Print every record below exactly as written.

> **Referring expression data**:
↓↓↓

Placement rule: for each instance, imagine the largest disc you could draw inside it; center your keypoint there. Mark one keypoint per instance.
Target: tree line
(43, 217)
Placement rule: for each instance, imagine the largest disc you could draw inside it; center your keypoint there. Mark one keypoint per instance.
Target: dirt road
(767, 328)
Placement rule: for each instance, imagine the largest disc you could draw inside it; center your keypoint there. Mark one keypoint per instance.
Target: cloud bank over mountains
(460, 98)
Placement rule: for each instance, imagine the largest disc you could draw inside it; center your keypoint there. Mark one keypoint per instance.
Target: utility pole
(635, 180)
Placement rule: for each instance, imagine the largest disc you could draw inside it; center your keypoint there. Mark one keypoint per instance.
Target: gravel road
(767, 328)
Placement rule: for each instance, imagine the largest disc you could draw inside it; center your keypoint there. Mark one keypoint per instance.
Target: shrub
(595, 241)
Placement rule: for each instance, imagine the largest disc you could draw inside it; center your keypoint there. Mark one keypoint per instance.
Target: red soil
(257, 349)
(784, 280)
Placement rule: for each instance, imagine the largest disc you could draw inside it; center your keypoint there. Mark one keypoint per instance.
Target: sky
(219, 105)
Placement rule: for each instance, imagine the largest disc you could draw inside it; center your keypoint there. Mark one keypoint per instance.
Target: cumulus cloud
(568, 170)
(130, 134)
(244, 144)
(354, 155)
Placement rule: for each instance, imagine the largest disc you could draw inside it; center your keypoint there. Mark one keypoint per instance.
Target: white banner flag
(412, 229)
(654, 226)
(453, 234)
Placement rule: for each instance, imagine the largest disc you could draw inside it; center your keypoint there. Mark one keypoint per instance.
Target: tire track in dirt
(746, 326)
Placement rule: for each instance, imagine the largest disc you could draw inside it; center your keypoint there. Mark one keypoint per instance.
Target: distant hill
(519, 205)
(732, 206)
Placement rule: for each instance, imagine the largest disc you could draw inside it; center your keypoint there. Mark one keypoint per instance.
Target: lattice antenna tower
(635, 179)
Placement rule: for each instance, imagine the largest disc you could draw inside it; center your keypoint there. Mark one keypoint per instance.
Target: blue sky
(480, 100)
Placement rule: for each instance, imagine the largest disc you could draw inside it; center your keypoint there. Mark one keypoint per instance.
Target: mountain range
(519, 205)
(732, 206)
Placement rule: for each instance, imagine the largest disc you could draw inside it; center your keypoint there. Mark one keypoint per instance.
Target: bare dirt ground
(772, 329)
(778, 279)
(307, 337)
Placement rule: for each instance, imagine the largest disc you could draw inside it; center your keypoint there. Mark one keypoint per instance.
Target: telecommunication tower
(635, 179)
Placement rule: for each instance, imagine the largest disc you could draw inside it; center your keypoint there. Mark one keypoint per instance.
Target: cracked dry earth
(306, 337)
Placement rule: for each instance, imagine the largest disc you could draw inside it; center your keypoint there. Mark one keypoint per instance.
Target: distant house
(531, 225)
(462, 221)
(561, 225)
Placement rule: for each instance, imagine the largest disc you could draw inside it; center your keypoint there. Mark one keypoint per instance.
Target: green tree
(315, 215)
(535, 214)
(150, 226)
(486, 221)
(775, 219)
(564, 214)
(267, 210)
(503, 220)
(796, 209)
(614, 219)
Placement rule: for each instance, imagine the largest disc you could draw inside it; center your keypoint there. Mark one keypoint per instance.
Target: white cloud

↑↑↑

> **Solution for this task**:
Placement rule: for each instance, imagine the largest disc you could draw inside it; center your keypoint there. Mark one keypoint per instance.
Target: tree line
(43, 217)
Placement rule: for each instance, imagine the largest disc you could draw inside it; center your keypoint there. Mark one keypoint per instance.
Target: dirt road
(767, 328)
Placement rule: for each instance, imagine the largest disc you could draw inside it; center your keypoint there. Mark one keypoint per instance.
Target: cloud bank over mountains
(460, 98)
Placement rule: for each instance, imagine the largest disc you could draw inside it; center your keypoint there. Mark one keypoint per instance.
Target: utility pole
(635, 180)
Placement rule: for each instance, imagine the largest disc you could draw inside it; center your keypoint there. Mark one keypoint per instance.
Target: gravel road
(767, 328)
Placement rule: for each instance, imagine the largest disc you could draw inside it; center your keypoint there. Mark one keypoint per instance.
Target: shrub
(595, 241)
Placement rule: for each instance, imagine the largest disc you could draw inside it; center your keypoint there. Mark one keypoint per instance.
Target: red soil
(257, 349)
(784, 280)
Placement rule: for each instance, imagine the largest disc you could draw inside it; center your keypoint there. Mark one keypoint per instance.
Target: sky
(219, 105)
Placement rule: for each instance, imagine the largest disc you could draw inside it; center your keypoint there. Mark one keypoint per instance.
Target: cumulus cloud
(568, 170)
(130, 134)
(244, 144)
(354, 155)
Placement rule: for each instance, imagine the largest disc you could draw inside it; center your keypoint there. Mark one keypoint per instance.
Target: white banner flag
(412, 229)
(654, 226)
(453, 234)
Placement rule: for each instance, imagine the largest disc you could draw inside it; center your keypoint there. Mark one keypoint per instance.
Target: tire track in dirt
(746, 326)
Placement rule: for each instance, imagine the largest disc you could draw inside it; center your keypoint there. Mark one keypoint per instance.
Target: distant hill
(519, 205)
(732, 206)
Placement rule: for each instance, imagine the largest disc you could draw inside it; center your keypoint there. Mark one keypoint per instance.
Target: lattice antenna tower
(635, 179)
Placement rule: for each instance, imagine the largest disc you could draw inside it; center your keypoint there. Mark one keypoint per instance.
Target: blue sky
(480, 100)
Placement rule: for each instance, imagine the largest disc you could draw inside it; center your keypoint there. Mark one keypoint per instance.
Target: mountain range
(519, 205)
(732, 206)
Placement rule: for each instance, imagine the largest disc you could draw inside it; center your keypoint there. Mark one keypoint per instance.
Target: bare dirt ground
(772, 329)
(778, 279)
(307, 337)
Placement rule: for each instance, imagine the largest disc you could draw inside it; center your keypoint there. Mark one keypoint per instance.
Target: telecommunication tower
(635, 179)
Placement rule: for each instance, imagine the largest disc you could draw inside it; center your keypoint there. Mark one keypoint per instance.
Target: cracked dry earth
(306, 337)
Placement rule: for each instance, imagine the largest disc you could draw inside it; center your keypoint there. Mark one keypoint per instance.
Target: distant house
(531, 225)
(462, 221)
(561, 225)
Placement rule: for each instance, imagine the largest disc you could draw inside it; center your keypoint there. Mark one keypoint per instance.
Target: green tree
(315, 215)
(535, 214)
(150, 226)
(486, 221)
(775, 219)
(564, 214)
(267, 210)
(503, 220)
(796, 209)
(614, 219)
Placement rule: for each instance, imagine the largest disc you could draw inside it; center your keypoint there. Mark one keypoint per instance.
Target: white cloud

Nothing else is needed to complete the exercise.